* Begin *

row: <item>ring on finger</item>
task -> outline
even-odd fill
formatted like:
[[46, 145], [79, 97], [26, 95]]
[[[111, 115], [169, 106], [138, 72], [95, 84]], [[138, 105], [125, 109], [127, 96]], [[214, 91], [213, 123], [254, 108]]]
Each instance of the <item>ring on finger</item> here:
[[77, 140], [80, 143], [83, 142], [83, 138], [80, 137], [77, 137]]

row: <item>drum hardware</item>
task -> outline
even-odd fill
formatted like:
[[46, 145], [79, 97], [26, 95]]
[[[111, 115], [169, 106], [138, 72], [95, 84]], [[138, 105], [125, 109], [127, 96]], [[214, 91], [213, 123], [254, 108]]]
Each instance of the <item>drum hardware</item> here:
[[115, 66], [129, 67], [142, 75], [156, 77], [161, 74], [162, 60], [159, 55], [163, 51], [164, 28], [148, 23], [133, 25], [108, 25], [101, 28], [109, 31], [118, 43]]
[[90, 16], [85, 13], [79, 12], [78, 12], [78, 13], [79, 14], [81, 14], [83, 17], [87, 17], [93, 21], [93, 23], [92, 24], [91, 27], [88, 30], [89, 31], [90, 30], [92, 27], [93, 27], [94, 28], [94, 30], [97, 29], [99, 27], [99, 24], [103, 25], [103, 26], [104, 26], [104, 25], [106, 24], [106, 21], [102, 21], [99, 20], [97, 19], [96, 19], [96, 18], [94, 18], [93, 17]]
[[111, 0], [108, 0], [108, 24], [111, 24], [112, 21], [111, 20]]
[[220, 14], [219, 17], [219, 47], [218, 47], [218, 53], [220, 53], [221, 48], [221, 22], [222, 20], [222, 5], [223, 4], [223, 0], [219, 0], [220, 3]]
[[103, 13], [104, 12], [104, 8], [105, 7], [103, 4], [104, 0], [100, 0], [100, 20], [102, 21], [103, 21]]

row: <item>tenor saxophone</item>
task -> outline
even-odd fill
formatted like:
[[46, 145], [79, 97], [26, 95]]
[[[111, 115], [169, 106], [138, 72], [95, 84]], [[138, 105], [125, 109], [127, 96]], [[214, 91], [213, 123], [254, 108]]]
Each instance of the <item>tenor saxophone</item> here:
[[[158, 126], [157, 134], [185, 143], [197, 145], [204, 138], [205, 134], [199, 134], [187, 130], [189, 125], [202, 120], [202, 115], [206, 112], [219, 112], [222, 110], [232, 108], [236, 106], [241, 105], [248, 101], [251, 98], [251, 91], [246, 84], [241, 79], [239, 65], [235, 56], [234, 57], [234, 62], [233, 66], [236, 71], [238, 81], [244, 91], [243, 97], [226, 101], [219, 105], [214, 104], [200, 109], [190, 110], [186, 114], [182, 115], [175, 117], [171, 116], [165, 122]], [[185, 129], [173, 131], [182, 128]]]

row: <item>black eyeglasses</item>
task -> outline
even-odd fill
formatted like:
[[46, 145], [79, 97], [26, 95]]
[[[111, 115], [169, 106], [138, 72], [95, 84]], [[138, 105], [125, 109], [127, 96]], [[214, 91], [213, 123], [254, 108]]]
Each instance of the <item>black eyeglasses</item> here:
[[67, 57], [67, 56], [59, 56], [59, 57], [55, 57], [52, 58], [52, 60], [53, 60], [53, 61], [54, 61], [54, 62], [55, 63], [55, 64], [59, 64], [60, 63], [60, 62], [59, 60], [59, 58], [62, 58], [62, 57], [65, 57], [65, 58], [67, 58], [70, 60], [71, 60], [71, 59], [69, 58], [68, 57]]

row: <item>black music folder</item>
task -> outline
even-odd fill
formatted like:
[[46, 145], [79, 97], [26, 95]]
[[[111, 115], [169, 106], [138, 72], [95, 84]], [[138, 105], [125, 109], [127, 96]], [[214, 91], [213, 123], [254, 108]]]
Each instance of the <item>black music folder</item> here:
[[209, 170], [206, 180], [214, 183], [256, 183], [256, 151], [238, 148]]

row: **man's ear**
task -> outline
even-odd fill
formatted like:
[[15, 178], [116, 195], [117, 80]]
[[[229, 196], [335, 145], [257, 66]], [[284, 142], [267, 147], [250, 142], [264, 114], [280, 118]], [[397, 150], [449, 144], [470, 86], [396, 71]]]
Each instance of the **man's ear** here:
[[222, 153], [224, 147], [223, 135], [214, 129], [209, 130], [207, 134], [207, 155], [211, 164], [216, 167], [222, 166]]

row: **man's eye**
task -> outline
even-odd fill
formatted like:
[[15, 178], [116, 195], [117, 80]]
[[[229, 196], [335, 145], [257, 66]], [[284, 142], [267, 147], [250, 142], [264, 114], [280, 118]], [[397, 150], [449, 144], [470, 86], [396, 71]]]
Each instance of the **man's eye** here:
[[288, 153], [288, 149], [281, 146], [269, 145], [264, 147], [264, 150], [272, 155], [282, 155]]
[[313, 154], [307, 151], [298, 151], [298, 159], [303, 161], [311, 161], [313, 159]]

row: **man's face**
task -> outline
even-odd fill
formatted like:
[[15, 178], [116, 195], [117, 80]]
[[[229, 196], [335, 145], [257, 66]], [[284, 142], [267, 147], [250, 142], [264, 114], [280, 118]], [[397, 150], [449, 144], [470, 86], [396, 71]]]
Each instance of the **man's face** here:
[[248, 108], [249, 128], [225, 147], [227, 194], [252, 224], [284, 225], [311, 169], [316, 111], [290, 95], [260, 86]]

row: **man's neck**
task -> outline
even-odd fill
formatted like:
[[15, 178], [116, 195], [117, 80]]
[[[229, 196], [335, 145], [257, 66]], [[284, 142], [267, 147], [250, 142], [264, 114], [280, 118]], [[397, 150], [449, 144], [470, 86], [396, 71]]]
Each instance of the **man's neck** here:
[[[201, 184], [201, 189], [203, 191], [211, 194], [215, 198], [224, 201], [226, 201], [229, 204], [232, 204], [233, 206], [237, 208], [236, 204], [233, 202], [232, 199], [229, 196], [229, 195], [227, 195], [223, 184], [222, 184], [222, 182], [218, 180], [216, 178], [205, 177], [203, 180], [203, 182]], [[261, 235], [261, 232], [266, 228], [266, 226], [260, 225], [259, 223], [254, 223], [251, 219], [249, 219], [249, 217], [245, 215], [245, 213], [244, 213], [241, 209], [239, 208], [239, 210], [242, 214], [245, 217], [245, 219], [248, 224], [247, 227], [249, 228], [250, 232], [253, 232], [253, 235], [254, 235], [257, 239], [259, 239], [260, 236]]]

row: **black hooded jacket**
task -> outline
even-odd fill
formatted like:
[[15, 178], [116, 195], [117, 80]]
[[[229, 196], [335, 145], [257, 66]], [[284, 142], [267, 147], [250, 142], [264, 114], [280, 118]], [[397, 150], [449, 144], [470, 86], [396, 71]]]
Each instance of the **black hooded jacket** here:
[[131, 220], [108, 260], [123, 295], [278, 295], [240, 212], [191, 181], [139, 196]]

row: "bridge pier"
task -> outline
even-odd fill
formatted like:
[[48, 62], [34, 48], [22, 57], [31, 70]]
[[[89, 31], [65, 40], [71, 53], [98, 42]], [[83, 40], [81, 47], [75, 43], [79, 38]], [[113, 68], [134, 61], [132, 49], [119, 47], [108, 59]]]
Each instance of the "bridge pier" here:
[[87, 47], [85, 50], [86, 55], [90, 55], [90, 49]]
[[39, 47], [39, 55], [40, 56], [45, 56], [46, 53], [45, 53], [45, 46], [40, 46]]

* End *

▶ [EXERCISE GOAL]: Copy out every one of the rows above line for line, without changing a single character.

▶ [RESULT OF THIS EXERCISE]:
row: <item>ring on finger</item>
task -> outline
even-odd fill
formatted like:
[[46, 145], [79, 97], [26, 95]]
[[[111, 115], [169, 106], [138, 72], [95, 84]], [[138, 105], [125, 109], [127, 96]], [[214, 91], [213, 123], [254, 108]]]
Each instance of the <item>ring on finger</item> here:
[[77, 140], [80, 143], [83, 142], [83, 138], [80, 137], [77, 137]]

row: <item>drum hardware</item>
task -> outline
even-odd fill
formatted like:
[[46, 145], [79, 97], [26, 95]]
[[[111, 115], [169, 106], [138, 72], [95, 84]], [[138, 105], [125, 109], [127, 96]], [[214, 91], [213, 123], [254, 108]]]
Each instance of the <item>drum hardware</item> here:
[[115, 66], [129, 67], [142, 75], [156, 77], [161, 74], [162, 60], [159, 55], [163, 51], [164, 28], [148, 23], [133, 25], [108, 25], [101, 28], [109, 31], [118, 43]]
[[90, 16], [85, 13], [79, 12], [78, 12], [78, 13], [79, 14], [81, 14], [83, 17], [87, 17], [93, 21], [93, 23], [92, 24], [91, 27], [88, 30], [89, 31], [90, 30], [92, 27], [93, 27], [94, 28], [94, 30], [97, 29], [99, 27], [99, 24], [103, 25], [103, 26], [104, 26], [104, 25], [106, 24], [106, 21], [102, 21], [99, 20], [97, 19], [96, 19], [96, 18], [94, 18], [93, 17]]
[[111, 0], [108, 0], [108, 24], [111, 24], [112, 21], [111, 20]]
[[220, 14], [219, 17], [219, 47], [218, 47], [218, 53], [220, 53], [221, 48], [221, 22], [222, 20], [222, 5], [223, 4], [223, 0], [219, 0], [220, 3]]
[[103, 13], [104, 12], [104, 8], [105, 7], [103, 4], [104, 0], [100, 0], [100, 20], [102, 21], [103, 21]]

row: <item>tenor saxophone</item>
task -> outline
even-odd fill
formatted like:
[[46, 145], [79, 97], [26, 95]]
[[[111, 115], [169, 106], [138, 72], [95, 84]], [[138, 105], [125, 109], [127, 96]], [[214, 91], [213, 123], [254, 108]]]
Each instance of the <item>tenor saxophone</item> here:
[[[158, 126], [157, 134], [185, 143], [197, 145], [204, 138], [205, 134], [199, 134], [187, 130], [189, 125], [202, 120], [202, 115], [206, 112], [219, 112], [222, 110], [232, 108], [236, 106], [241, 105], [248, 101], [251, 98], [251, 91], [246, 84], [241, 79], [239, 65], [235, 56], [234, 57], [234, 62], [233, 66], [236, 71], [238, 81], [244, 91], [243, 97], [226, 101], [219, 105], [214, 104], [200, 109], [190, 110], [186, 114], [182, 115], [175, 117], [171, 116], [165, 122]], [[185, 129], [173, 131], [182, 128]]]

row: <item>black eyeglasses</item>
task -> outline
even-odd fill
formatted like:
[[46, 145], [79, 97], [26, 95]]
[[[111, 115], [169, 106], [138, 72], [95, 84]], [[138, 105], [125, 109], [127, 96]], [[214, 91], [213, 123], [254, 108]]]
Each instance of the <item>black eyeglasses</item> here:
[[67, 57], [67, 56], [59, 56], [59, 57], [55, 57], [52, 58], [52, 60], [53, 60], [53, 61], [54, 61], [54, 62], [55, 63], [55, 64], [59, 64], [60, 63], [60, 62], [59, 60], [59, 58], [62, 58], [62, 57], [65, 57], [65, 58], [67, 58], [70, 60], [71, 60], [71, 59], [69, 58], [68, 57]]

row: <item>black music folder</item>
task -> outline
even-odd fill
formatted like:
[[46, 145], [79, 97], [26, 95]]
[[[111, 115], [169, 106], [138, 72], [95, 84]], [[138, 105], [125, 109], [127, 96]], [[214, 91], [213, 123], [254, 108]]]
Each instance of the <item>black music folder</item> here:
[[209, 170], [206, 180], [214, 183], [256, 183], [256, 151], [238, 148]]

row: **man's ear**
task -> outline
even-odd fill
formatted like:
[[15, 178], [116, 195], [117, 80]]
[[[229, 196], [335, 145], [257, 66]], [[284, 142], [267, 147], [250, 142], [264, 114], [280, 118]], [[397, 150], [449, 144], [470, 86], [396, 71]]]
Each instance of the **man's ear** here:
[[222, 153], [224, 147], [223, 135], [214, 129], [209, 130], [207, 134], [207, 155], [211, 164], [216, 167], [222, 166]]

row: **man's eye**
task -> outline
even-odd fill
formatted like:
[[15, 178], [116, 195], [117, 80]]
[[[229, 196], [335, 145], [257, 66]], [[284, 142], [267, 147], [250, 142], [264, 114], [280, 118]], [[397, 150], [449, 144], [470, 86], [396, 71]]]
Each instance of the **man's eye** here:
[[288, 153], [288, 149], [281, 146], [269, 145], [264, 147], [264, 150], [272, 155], [282, 155]]
[[313, 154], [307, 151], [298, 151], [298, 159], [303, 161], [311, 161], [313, 159]]

row: **man's face**
task -> outline
even-odd fill
formatted like:
[[15, 178], [116, 195], [117, 80]]
[[[229, 196], [335, 145], [257, 66]], [[284, 142], [267, 147], [250, 142], [264, 114], [280, 118]], [[397, 150], [449, 144], [470, 86], [396, 71]]]
Each instance of the **man's face** here:
[[248, 108], [249, 128], [225, 147], [227, 194], [252, 224], [284, 225], [311, 169], [316, 111], [290, 95], [260, 86]]

row: **man's neck**
task -> outline
even-odd fill
formatted like:
[[15, 178], [116, 195], [117, 80]]
[[[229, 196], [335, 145], [257, 66]], [[284, 142], [267, 147], [250, 142], [264, 114], [280, 118]], [[397, 150], [449, 144], [470, 86], [396, 71]]]
Each instance of the **man's neck** here:
[[[201, 184], [201, 189], [203, 191], [211, 194], [215, 198], [224, 201], [226, 201], [229, 204], [232, 204], [233, 206], [237, 208], [236, 204], [233, 202], [232, 199], [229, 196], [229, 195], [227, 195], [223, 184], [222, 184], [222, 182], [218, 180], [216, 178], [205, 177], [203, 180], [203, 182]], [[261, 235], [261, 232], [266, 228], [266, 226], [260, 225], [259, 223], [254, 223], [251, 219], [249, 219], [249, 217], [245, 215], [245, 213], [244, 213], [241, 209], [239, 208], [239, 210], [242, 214], [245, 217], [245, 219], [248, 224], [247, 227], [249, 228], [250, 232], [253, 232], [253, 235], [254, 235], [257, 239], [259, 239], [260, 236]]]

row: **black hooded jacket**
task -> outline
even-odd fill
formatted like:
[[15, 178], [116, 195], [117, 80]]
[[[229, 196], [335, 145], [257, 66]], [[284, 142], [267, 147], [250, 142], [264, 114], [280, 118]], [[397, 150], [449, 144], [470, 86], [396, 71]]]
Each instance of the **black hooded jacket** here:
[[131, 220], [108, 260], [123, 295], [278, 295], [240, 212], [191, 181], [139, 196]]

row: "bridge pier"
task -> outline
even-odd fill
formatted like:
[[48, 62], [34, 48], [22, 57], [31, 70]]
[[[89, 31], [65, 40], [71, 53], [98, 42]], [[83, 40], [81, 47], [75, 43], [79, 38]], [[113, 68], [134, 61], [132, 49], [119, 47], [108, 59]]]
Each instance of the "bridge pier" here:
[[87, 47], [85, 50], [86, 55], [90, 55], [90, 49]]
[[39, 47], [39, 55], [40, 56], [45, 56], [46, 53], [45, 53], [45, 46], [40, 46]]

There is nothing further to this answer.